## Assigned task
Would you output the following records verbatim and skip the images in them?
*** Given information Section Begins ***
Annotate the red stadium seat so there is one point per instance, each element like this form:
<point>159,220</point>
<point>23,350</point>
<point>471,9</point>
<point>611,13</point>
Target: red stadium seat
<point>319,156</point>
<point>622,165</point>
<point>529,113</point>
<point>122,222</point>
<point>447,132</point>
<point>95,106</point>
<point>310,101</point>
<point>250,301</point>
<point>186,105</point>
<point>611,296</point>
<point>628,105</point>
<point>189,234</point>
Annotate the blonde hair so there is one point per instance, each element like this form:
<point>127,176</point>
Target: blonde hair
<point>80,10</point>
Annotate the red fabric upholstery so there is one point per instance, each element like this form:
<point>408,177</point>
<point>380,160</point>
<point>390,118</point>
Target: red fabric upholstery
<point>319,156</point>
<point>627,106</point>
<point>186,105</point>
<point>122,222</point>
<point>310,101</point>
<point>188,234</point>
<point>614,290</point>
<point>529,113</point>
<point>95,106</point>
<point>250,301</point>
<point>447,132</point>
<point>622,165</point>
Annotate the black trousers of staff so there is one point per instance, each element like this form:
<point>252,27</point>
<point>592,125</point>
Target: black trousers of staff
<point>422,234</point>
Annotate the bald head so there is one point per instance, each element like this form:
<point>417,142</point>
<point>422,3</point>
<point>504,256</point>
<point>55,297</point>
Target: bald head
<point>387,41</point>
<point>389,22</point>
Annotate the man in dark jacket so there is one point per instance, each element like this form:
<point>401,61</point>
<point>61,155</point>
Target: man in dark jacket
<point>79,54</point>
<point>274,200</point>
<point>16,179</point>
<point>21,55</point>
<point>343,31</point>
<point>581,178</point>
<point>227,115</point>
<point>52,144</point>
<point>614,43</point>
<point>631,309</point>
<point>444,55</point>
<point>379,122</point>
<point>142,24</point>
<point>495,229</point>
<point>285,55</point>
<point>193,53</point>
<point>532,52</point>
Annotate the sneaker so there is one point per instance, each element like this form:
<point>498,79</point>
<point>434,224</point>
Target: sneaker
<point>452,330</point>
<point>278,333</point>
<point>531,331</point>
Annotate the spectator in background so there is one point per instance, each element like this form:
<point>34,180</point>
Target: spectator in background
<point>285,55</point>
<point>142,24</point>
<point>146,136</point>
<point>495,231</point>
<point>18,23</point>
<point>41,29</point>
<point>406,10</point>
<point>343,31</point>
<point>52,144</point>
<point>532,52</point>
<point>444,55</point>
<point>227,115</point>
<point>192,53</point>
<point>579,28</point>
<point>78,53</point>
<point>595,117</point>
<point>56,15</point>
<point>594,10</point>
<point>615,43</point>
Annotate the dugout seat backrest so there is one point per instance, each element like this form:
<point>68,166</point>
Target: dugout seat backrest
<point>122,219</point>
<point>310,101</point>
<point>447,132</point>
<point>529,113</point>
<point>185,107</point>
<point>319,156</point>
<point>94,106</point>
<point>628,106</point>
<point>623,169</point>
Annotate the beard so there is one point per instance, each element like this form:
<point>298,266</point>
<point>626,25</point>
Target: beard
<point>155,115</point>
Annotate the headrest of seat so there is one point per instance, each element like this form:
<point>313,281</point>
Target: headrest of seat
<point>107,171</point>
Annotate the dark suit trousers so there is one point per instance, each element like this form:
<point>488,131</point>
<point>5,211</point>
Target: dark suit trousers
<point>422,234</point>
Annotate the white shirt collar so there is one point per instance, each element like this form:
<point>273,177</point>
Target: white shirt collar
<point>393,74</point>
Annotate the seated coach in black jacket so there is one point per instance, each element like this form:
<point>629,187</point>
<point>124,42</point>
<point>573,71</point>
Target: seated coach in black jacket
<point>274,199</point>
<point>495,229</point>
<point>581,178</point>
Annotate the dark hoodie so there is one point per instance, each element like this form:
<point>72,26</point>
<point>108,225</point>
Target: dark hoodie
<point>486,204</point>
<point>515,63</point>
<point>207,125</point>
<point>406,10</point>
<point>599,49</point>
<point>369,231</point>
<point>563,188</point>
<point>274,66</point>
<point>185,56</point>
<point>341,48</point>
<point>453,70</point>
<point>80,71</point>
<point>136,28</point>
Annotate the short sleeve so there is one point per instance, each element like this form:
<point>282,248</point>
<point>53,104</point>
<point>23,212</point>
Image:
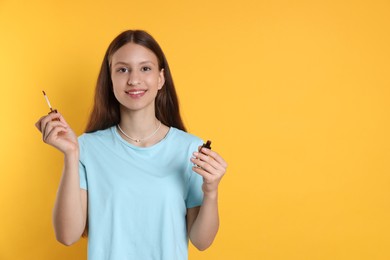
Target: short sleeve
<point>82,170</point>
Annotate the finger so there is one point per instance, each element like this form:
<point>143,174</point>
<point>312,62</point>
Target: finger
<point>53,133</point>
<point>201,172</point>
<point>50,126</point>
<point>215,155</point>
<point>38,123</point>
<point>208,159</point>
<point>206,166</point>
<point>49,119</point>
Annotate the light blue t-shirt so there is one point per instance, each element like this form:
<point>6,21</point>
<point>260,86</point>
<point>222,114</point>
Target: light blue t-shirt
<point>138,197</point>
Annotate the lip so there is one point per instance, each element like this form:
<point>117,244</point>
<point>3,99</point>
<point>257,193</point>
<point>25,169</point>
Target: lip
<point>136,93</point>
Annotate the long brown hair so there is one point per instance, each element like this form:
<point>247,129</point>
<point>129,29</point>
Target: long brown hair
<point>105,112</point>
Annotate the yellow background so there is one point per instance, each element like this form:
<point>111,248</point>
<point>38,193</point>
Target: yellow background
<point>294,94</point>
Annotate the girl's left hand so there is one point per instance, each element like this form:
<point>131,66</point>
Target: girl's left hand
<point>211,166</point>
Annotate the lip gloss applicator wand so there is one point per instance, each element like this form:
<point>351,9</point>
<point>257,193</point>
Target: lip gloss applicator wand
<point>48,103</point>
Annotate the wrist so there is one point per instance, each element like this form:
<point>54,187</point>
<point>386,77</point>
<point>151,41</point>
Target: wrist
<point>210,195</point>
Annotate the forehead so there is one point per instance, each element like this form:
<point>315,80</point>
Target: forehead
<point>133,53</point>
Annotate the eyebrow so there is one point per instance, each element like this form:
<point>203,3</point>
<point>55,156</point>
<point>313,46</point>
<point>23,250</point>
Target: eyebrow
<point>141,63</point>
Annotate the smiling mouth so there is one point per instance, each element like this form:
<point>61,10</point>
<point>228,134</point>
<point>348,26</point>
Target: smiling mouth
<point>135,92</point>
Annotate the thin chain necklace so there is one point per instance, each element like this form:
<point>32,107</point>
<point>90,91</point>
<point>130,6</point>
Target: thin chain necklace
<point>139,140</point>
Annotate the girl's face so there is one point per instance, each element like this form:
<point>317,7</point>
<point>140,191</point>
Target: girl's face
<point>136,77</point>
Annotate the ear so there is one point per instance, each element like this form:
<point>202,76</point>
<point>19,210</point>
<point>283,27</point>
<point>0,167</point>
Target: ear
<point>161,79</point>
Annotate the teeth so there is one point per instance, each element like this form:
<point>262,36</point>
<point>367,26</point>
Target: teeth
<point>135,92</point>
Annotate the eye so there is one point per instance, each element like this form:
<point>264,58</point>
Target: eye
<point>146,68</point>
<point>122,70</point>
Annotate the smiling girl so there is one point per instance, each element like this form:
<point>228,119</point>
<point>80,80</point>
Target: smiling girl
<point>135,180</point>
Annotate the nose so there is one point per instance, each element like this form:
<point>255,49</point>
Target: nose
<point>133,79</point>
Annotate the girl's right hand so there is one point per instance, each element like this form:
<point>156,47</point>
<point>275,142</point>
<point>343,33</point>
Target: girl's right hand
<point>57,133</point>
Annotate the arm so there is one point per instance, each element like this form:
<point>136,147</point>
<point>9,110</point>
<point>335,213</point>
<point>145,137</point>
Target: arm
<point>203,222</point>
<point>70,210</point>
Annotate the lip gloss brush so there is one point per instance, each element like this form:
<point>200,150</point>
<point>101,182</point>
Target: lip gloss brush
<point>48,103</point>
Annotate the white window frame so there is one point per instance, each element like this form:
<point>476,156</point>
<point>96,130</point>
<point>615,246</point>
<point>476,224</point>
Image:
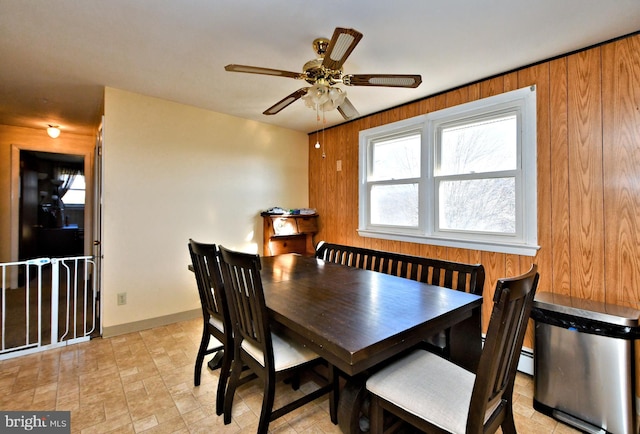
*** Given information Section Ends ***
## Task response
Annotate the red stadium seat so there is one point per instance, each element like this form:
<point>159,220</point>
<point>23,350</point>
<point>471,9</point>
<point>611,13</point>
Target: red stadium seat
<point>319,156</point>
<point>622,165</point>
<point>529,113</point>
<point>122,222</point>
<point>447,132</point>
<point>95,106</point>
<point>310,101</point>
<point>250,301</point>
<point>186,105</point>
<point>611,296</point>
<point>628,105</point>
<point>189,234</point>
Annotate the blonde hair so there is one point per instance, each element like this form:
<point>127,176</point>
Target: blonde hair
<point>80,10</point>
Annotate the red fabric upholstery so there is one point per instance, each element like this form:
<point>408,177</point>
<point>380,160</point>
<point>390,118</point>
Target: red fabric upholstery
<point>319,156</point>
<point>627,106</point>
<point>186,105</point>
<point>122,222</point>
<point>310,101</point>
<point>188,234</point>
<point>614,290</point>
<point>529,113</point>
<point>95,106</point>
<point>250,301</point>
<point>447,132</point>
<point>622,165</point>
Annotate the black trousers of staff so there is one point per instance, each element like this form:
<point>252,27</point>
<point>592,125</point>
Target: black trousers of staff
<point>422,234</point>
Annotate the bald head so there is one point per instance, each element like this form:
<point>417,142</point>
<point>422,3</point>
<point>504,256</point>
<point>55,297</point>
Target: bald head
<point>387,41</point>
<point>389,22</point>
Annotate the man in dark jacket so there is one point per instance, each element like this form:
<point>401,61</point>
<point>61,155</point>
Target: man in dark jacket
<point>79,54</point>
<point>274,200</point>
<point>16,179</point>
<point>21,55</point>
<point>343,31</point>
<point>581,178</point>
<point>227,115</point>
<point>52,144</point>
<point>614,43</point>
<point>631,309</point>
<point>444,55</point>
<point>379,122</point>
<point>142,24</point>
<point>495,229</point>
<point>285,55</point>
<point>193,53</point>
<point>532,52</point>
Annotate the sneaker so there is one point per instance, each element like this form:
<point>498,79</point>
<point>434,224</point>
Target: sneaker
<point>452,330</point>
<point>278,333</point>
<point>531,331</point>
Annotate the spectator in background so there is one point per instance, each element like this form:
<point>34,180</point>
Target: spectator in background
<point>285,55</point>
<point>142,24</point>
<point>146,136</point>
<point>495,231</point>
<point>18,23</point>
<point>41,29</point>
<point>406,10</point>
<point>343,31</point>
<point>52,144</point>
<point>532,52</point>
<point>444,55</point>
<point>227,115</point>
<point>192,53</point>
<point>579,28</point>
<point>78,53</point>
<point>595,117</point>
<point>56,15</point>
<point>594,10</point>
<point>615,43</point>
Annotate the dugout seat backrest so there is one point per instance, each element like this form:
<point>68,166</point>
Target: dugout seat backrest
<point>122,219</point>
<point>310,101</point>
<point>447,132</point>
<point>529,113</point>
<point>185,107</point>
<point>319,156</point>
<point>94,106</point>
<point>628,106</point>
<point>623,169</point>
Annotate the beard so there is one point per instance, each element like this form:
<point>298,266</point>
<point>626,25</point>
Target: beard
<point>155,115</point>
Annotate the headrest of seat so there is one point per instance, each element like this form:
<point>313,281</point>
Target: headrest of seat
<point>107,171</point>
Annotate the dark suit trousers so there is one point per instance, each element like this form:
<point>488,131</point>
<point>5,211</point>
Target: dark suit trousers
<point>422,234</point>
Annotate the white shirt collar so there is one point per instance, each element like this form:
<point>273,177</point>
Target: white shirt collar
<point>393,74</point>
Annotate the seated coach in black jacket so there is one point per instance, each element like this form:
<point>629,187</point>
<point>124,42</point>
<point>573,71</point>
Target: seated coach in black jacket
<point>274,199</point>
<point>495,229</point>
<point>581,178</point>
Annotate the dark hoodie so there is one point per instance, each element like this form:
<point>72,26</point>
<point>108,225</point>
Target: dark hoodie
<point>486,204</point>
<point>515,63</point>
<point>207,125</point>
<point>406,10</point>
<point>599,49</point>
<point>369,231</point>
<point>563,188</point>
<point>274,66</point>
<point>185,56</point>
<point>341,48</point>
<point>453,70</point>
<point>80,71</point>
<point>136,28</point>
Annotate the short sleeve so there is one point per instance, each element like this form:
<point>282,248</point>
<point>53,104</point>
<point>23,212</point>
Image:
Target: short sleeve
<point>82,170</point>
Annotate the finger so there is one point per instance, each element like this form:
<point>143,174</point>
<point>312,62</point>
Target: finger
<point>53,133</point>
<point>201,172</point>
<point>50,126</point>
<point>215,155</point>
<point>38,123</point>
<point>208,159</point>
<point>206,166</point>
<point>49,119</point>
Annotate the light blue t-shirt so there is one point per instance, each element like this form:
<point>6,21</point>
<point>260,86</point>
<point>222,114</point>
Target: light blue t-shirt
<point>138,197</point>
Annotate the lip so there is one point per instance, each element like this form:
<point>117,244</point>
<point>3,99</point>
<point>257,193</point>
<point>25,169</point>
Target: lip
<point>136,93</point>
Annotate the long brown hair so there is one point per instance, each element like this form:
<point>247,129</point>
<point>129,29</point>
Target: long brown hair
<point>105,112</point>
Annotate the yellow background so there is one point per instance, each element like this form:
<point>111,248</point>
<point>38,193</point>
Target: yellow background
<point>294,94</point>
Annotate the girl's left hand so there is one point per instance, each element like this form:
<point>131,66</point>
Target: girl's left hand
<point>211,166</point>
Annotate the lip gloss applicator wand so there is one point per instance, each element like this form:
<point>351,9</point>
<point>257,193</point>
Target: lip gloss applicator wand
<point>48,103</point>
Annotate the wrist so there is one point per instance, each element like this form:
<point>54,187</point>
<point>386,77</point>
<point>151,41</point>
Target: wrist
<point>210,195</point>
Annotate the forehead so there is one point per instance, each element like this form:
<point>315,80</point>
Target: forehead
<point>133,53</point>
Annotate the eyebrow so there is one point per instance, each element like this form:
<point>203,3</point>
<point>55,156</point>
<point>313,46</point>
<point>23,250</point>
Target: eyebrow
<point>141,63</point>
Annotate the smiling mouth so there is one point per instance, each element like this form:
<point>61,10</point>
<point>228,134</point>
<point>348,26</point>
Target: smiling mouth
<point>135,92</point>
Annotate the thin chain necklace so there is one point per instance, each element like this form:
<point>32,107</point>
<point>90,91</point>
<point>130,6</point>
Target: thin chain necklace
<point>139,140</point>
Annotate the girl's face so there is one point per instance, each element like this form:
<point>317,7</point>
<point>140,191</point>
Target: girl's face
<point>136,77</point>
Annotate the ear so there is one point per instance, each element like this form:
<point>202,76</point>
<point>19,210</point>
<point>283,27</point>
<point>0,167</point>
Target: ear
<point>161,79</point>
Annotate the teeth so there is one point per instance, each element like this form:
<point>262,36</point>
<point>367,26</point>
Target: teeth
<point>135,92</point>
Annotate the eye so there is one point per instance, each element like this form:
<point>264,58</point>
Target: eye
<point>146,68</point>
<point>122,70</point>
Annotate the smiling girl so there is one point per instance, each element like this form:
<point>228,119</point>
<point>80,80</point>
Target: smiling girl
<point>135,180</point>
Annotate the nose so there is one point per instance, each element like this form:
<point>255,49</point>
Target: nose
<point>133,79</point>
Annotate the girl's right hand so there is one point per instance, each element like this form:
<point>156,47</point>
<point>275,142</point>
<point>343,33</point>
Target: girl's right hand
<point>57,133</point>
Annotate the arm so there is one point per instance, each element like this form:
<point>136,147</point>
<point>9,110</point>
<point>335,213</point>
<point>145,137</point>
Target: arm
<point>203,222</point>
<point>70,210</point>
Annotate the lip gloss brush so there is one point per instance, each element like this form:
<point>200,150</point>
<point>101,182</point>
Target: lip gloss brush
<point>48,103</point>
Annotate the white window frame so there is one point per instance, each element like this form:
<point>476,156</point>
<point>96,130</point>
<point>615,246</point>
<point>476,224</point>
Image:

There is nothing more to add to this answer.